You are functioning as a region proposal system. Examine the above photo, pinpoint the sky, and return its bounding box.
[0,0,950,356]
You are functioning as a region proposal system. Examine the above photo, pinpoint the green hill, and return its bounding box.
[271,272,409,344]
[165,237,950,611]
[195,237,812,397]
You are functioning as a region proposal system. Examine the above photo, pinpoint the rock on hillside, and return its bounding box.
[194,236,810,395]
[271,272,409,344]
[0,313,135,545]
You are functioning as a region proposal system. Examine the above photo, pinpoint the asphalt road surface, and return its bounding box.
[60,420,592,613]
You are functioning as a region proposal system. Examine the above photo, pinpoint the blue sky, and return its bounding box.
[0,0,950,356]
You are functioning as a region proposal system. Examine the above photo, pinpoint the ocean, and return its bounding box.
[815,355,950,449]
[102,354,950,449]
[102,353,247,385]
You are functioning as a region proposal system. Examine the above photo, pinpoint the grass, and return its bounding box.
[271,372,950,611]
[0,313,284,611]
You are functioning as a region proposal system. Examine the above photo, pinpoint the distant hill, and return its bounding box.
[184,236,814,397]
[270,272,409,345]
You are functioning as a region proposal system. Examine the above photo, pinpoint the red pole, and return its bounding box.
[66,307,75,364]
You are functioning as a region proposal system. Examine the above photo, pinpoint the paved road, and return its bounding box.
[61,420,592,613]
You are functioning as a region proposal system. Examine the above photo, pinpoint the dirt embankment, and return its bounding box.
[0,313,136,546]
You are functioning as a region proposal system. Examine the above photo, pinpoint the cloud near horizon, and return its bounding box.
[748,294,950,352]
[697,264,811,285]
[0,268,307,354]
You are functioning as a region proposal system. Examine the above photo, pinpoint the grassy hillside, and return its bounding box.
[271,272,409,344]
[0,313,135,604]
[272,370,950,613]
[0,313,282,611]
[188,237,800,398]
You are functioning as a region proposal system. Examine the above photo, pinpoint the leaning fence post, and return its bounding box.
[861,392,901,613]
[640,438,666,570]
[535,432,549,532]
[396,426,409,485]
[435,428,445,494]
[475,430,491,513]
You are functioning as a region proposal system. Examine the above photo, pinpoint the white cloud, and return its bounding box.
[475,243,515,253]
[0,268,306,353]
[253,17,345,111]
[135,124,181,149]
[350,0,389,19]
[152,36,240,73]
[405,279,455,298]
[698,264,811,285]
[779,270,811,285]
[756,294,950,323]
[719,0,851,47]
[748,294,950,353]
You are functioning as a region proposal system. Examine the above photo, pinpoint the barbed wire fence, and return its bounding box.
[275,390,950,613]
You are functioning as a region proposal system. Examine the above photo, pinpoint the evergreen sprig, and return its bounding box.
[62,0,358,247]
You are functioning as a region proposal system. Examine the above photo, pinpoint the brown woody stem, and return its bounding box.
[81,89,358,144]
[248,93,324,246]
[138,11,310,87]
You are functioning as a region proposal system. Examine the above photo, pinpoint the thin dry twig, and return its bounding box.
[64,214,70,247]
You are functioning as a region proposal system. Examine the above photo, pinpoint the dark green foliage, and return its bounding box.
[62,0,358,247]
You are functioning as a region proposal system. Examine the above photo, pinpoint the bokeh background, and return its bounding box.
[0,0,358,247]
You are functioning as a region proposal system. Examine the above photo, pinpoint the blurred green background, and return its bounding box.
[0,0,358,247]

▶ **PROBLEM TO WORK ON**:
Render every line of the records above as a Markdown table with the columns "Row" and "Line", numbering the rows in order and leaving out blank lines.

▶ **TASK RESULT**:
| Row | Line |
|---|---|
| 1 | You are functioning as a region proposal system. Examine the above photo, pinpoint the sky, and return its bounding box. |
| 2 | [0,0,950,356] |
| 3 | You are functioning as a region proposal system. Examine the above photo, pinpoint the green hill, and return its bounding box. |
| 4 | [271,272,409,344] |
| 5 | [165,237,950,611] |
| 6 | [195,237,812,397] |
| 7 | You are functioning as a region proposal system. Examine the above photo, pinpoint the rock on hillside, and return its bounding box. |
| 8 | [194,236,810,395] |
| 9 | [271,272,409,344] |
| 10 | [0,313,135,545] |
| 11 | You are functioning as a region proposal system. Examine the above photo, pinpoint the asphalt road surface, and return its bounding box. |
| 12 | [60,420,592,613] |
| 13 | You are functioning as a region proposal system. Examine the above photo, pinpoint the blue sky, and return its bounding box. |
| 14 | [0,0,950,356] |
| 15 | You are functioning as a region proposal system. Examine the above photo, pinpoint the ocean, and return its bounding box. |
| 16 | [815,355,950,449] |
| 17 | [102,354,950,449] |
| 18 | [102,353,247,385] |
| 19 | You are functioning as a region proposal system. Examine the above photo, pinpoint the grass, and return its bounding box. |
| 20 | [271,372,950,611] |
| 21 | [0,313,284,611] |
| 22 | You are functioning as a region proposal system. Examine the above photo, pinpoint the distant hill, and return its bounding box. |
| 23 | [184,236,814,397] |
| 24 | [270,272,409,345] |
| 25 | You are functioning as a region proposal system. Examine the above photo, pinpoint the red pole, and return its bounding box. |
| 26 | [66,307,75,364] |
| 27 | You are functioning as a region proposal system. Examine the above photo, pinpoint the paved road, and return its bounding box. |
| 28 | [61,420,592,613] |
| 29 | You are functioning as a region proposal system. Examine the above photo, pinpoint the dirt embankment, and return its bounding box. |
| 30 | [0,313,136,546] |
| 31 | You are functioning as a region proposal system. Examine the above photo, pinpoint the cloud near horizon, and return its bounding box. |
| 32 | [748,294,950,352] |
| 33 | [697,264,811,285] |
| 34 | [0,268,307,354] |
| 35 | You are functioning as a region proposal system. Examine the above photo, pinpoint the grassy hillside, and return its bounding box. |
| 36 | [271,272,409,344] |
| 37 | [0,313,135,604] |
| 38 | [272,370,950,613] |
| 39 | [0,313,282,611] |
| 40 | [188,237,800,398] |
| 41 | You are functioning as a region proposal system. Examine the above photo, pinpoint the leaning fence post, and return its bounding box. |
| 42 | [861,392,901,613] |
| 43 | [640,438,666,570] |
| 44 | [535,432,549,532] |
| 45 | [396,426,409,485] |
| 46 | [435,428,445,494] |
| 47 | [475,430,491,513] |
| 48 | You are functioning as a region proposal system. Examine the above photo, pinpoint the white cloud, and return its bounding box. |
| 49 | [475,243,515,253] |
| 50 | [0,268,306,353] |
| 51 | [253,17,345,111] |
| 52 | [135,124,181,149] |
| 53 | [350,0,389,19] |
| 54 | [152,36,240,73] |
| 55 | [405,279,455,298] |
| 56 | [698,264,811,285] |
| 57 | [779,270,811,285] |
| 58 | [756,294,950,323] |
| 59 | [719,0,851,47] |
| 60 | [748,294,950,353] |
| 61 | You are functioning as a region proposal system. Examine the above photo, pinpoint the barbed wire fence, and return its bounding box. |
| 62 | [275,390,950,613] |
| 63 | You are functioning as a region proposal system. Examine the above photo, pinpoint the evergreen sprig, and return its bounding box. |
| 64 | [62,0,358,247] |
| 65 | You are functioning as a region proposal system. Examine the above photo, pinpoint the brown woody stem, and return its bounding box. |
| 66 | [81,89,358,144] |
| 67 | [248,93,324,246] |
| 68 | [138,11,310,87] |
| 69 | You are functioning as a region proposal system. Examine the above photo, pinpoint the thin dry twig, and return its bounding box. |
| 70 | [64,214,70,247] |
| 71 | You are functioning as a region proposal system. Examine the above photo, pinpoint the dark green foliage, and return its bounding box. |
| 72 | [62,0,358,247] |
| 73 | You are functioning as a region proposal system. Examine the above photo, pinpoint the bokeh background, and return its bounding box. |
| 74 | [0,0,358,247] |
| 75 | You are functioning as a region proposal system. Examine the above photo, pinpoint the blurred green background, and return its bounding box. |
| 76 | [0,0,358,247] |